** Opening PROVIDED TEXT block **

I had a lovely friend ask me yesterday how we’re doing. If you were with me throughout our last weeks in Kansas, through all of the madness, through the baby having and baptizing, and holy week surviving, and house hunting, and box packing, and goodbye saying, you would know, it’s a good question.
Our women’s Bible study at church began a couple weeks ago. It’s a bit like an oasis in a desert. Just a taste of the things to come. I forgot how long it takes to get to know people in a new environment, and how crucial all of those “in addition to Sunday morning” activities can be when getting to know a new church family. I am looking forward to that day when instead of being in an oasis, I’m on an island surrounded by all of the knowledge and love and joy in this journey I can possibly take in. I know it’s coming. I can feel it.
Walking into the sanctuary of our new home is beginning to actually feel like home. I know where the silverware is kept and the paper cutter too. I have yet to take on the dishwasher or the sound system in the fellowship hall, but those both feel like second half of the first year kind of things.
Seth has been crazy busy getting to know our new families and I am keeping up…eh, no I’m not. I’ll get there eventually. It hasn’t been until this week, yesterday in fact, that I can see a light at the end of this tunnel of our unscheduled madness. Usually I am a roll with the punches kind of girl, but with my family being in three, sometimes four, sometimes five separate places on any given day, I find myself often fumbling around for a sense of familiarity. This has been the case though for the past…well, since February. We’re all just trying not to drop any proverbial balls. So far…so good…I think.

** Closing PROVIDED TEXT block **
** Opening PROVIDED INFORMATION block **

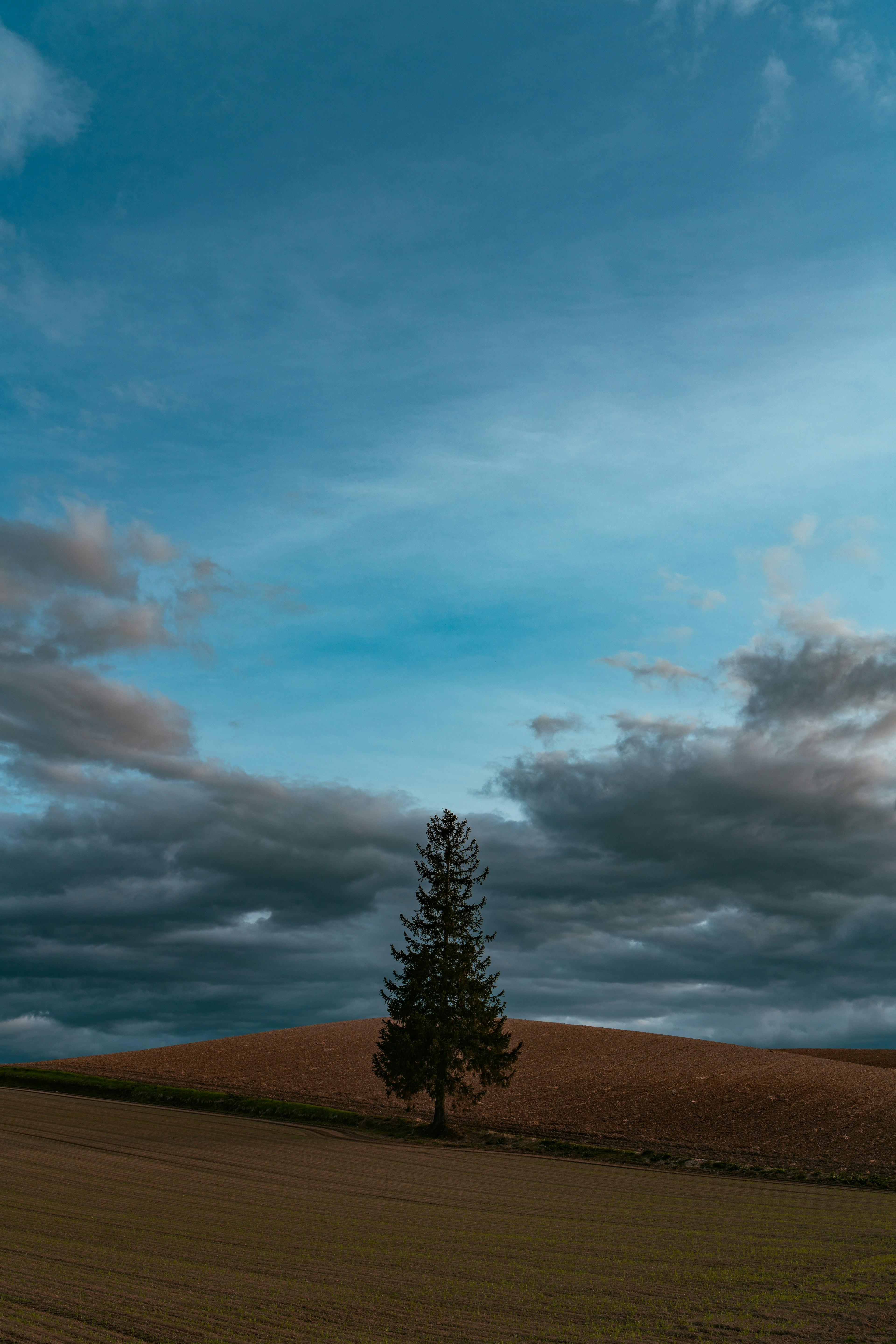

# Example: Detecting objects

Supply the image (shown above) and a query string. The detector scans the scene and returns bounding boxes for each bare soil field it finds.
[0,1090,896,1344]
[26,1017,896,1175]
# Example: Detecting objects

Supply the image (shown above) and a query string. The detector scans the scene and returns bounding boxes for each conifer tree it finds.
[373,808,523,1134]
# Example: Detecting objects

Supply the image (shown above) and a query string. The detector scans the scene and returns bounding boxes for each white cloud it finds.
[803,4,841,47]
[0,23,89,172]
[752,53,794,156]
[688,589,728,611]
[595,649,707,685]
[657,568,728,613]
[788,513,818,546]
[833,32,896,113]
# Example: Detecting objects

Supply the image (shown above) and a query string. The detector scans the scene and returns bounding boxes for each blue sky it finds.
[0,0,896,1048]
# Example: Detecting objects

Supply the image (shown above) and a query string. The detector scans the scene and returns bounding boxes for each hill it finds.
[21,1017,896,1173]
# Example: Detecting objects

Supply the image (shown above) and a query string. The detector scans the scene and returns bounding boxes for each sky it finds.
[0,0,896,1060]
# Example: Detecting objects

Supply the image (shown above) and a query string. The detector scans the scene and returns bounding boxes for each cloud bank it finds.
[0,505,896,1059]
[0,23,89,172]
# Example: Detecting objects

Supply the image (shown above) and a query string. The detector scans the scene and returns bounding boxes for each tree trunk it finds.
[430,1087,447,1134]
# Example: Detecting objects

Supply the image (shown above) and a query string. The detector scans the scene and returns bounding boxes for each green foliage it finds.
[373,808,523,1133]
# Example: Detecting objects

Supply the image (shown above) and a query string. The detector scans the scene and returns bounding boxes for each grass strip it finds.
[0,1065,424,1137]
[7,1065,896,1189]
[539,1138,896,1189]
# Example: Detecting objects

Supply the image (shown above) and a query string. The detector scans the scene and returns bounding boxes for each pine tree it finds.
[373,808,523,1134]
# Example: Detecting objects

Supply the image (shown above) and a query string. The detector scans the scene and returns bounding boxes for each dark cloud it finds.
[0,509,896,1058]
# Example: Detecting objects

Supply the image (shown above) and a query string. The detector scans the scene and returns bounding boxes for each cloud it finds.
[496,615,896,1044]
[790,513,818,546]
[595,650,707,685]
[0,24,90,172]
[657,568,728,611]
[802,0,842,46]
[525,714,587,742]
[752,53,794,157]
[654,0,768,28]
[0,505,896,1058]
[833,31,896,114]
[0,220,106,343]
[688,589,728,611]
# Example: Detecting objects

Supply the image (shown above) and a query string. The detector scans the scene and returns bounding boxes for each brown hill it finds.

** Closing PROVIDED INFORMATION block **

§ **WHAT TO WORK ON**:
**A)** Quote the stretch of the post about settling in after the move from Kansas from "Walking into the" through "kind of things.".
**B)** Write what comes next in the post about settling in after the move from Kansas, picking up after its final sentence.

§ **ANSWERS BY ITEM NUMBER**:
**A)**
Walking into the sanctuary of our new home is beginning to actually feel like home. I know where the silverware is kept and the paper cutter too. I have yet to take on the dishwasher or the sound system in the fellowship hall, but those both feel like second half of the first year kind of things.

**B)**
School for the bigs is going well. A funny thing happened on the way back into the classroom setting though. I learned that I really no longer care about grades. Really, at all. I used to think of them as a good measure of how my children were doing in school, but have since learned, through the learning of my children themselves, that they are really only a fraction of the story of their days. I’m not upset about F’s and I’m not enamored by A’s. If they’re learning the material and are enjoying their days, I could care less about the rest. The boy left his homework folder at home today, so all of today’s work will be late. Neither Seth, nor I, am running it back to him. He’ll learn. We’ll see if that new found, “meh,” attitude sticks. I hope it does.
Built on the Rock is back in session too and this week we added some preschool-ish type activities to our days. Trying to get Youngest Daughter to cooperate with some sort of schedule is impossible with the rest of us fumbling about. It’s like the chicken and the egg thing. I can’t keep my students on schedule without the baby’s day being consistent…and the opposite is also true. We’re trying to also fit in times for Seth and I to work out a few times a week, a much needed aspect of our days for health and sanity as well. Once we get that figured out, I can hopefully squeeze in some reading and daily personal devotion time as well. You would think finding an extra thirty minutes in the day and the energy to do something that requires attentive brain cells, would be easy. I’m working on it. We’re almost there.
Thank you for asking, dear friend. Thank you.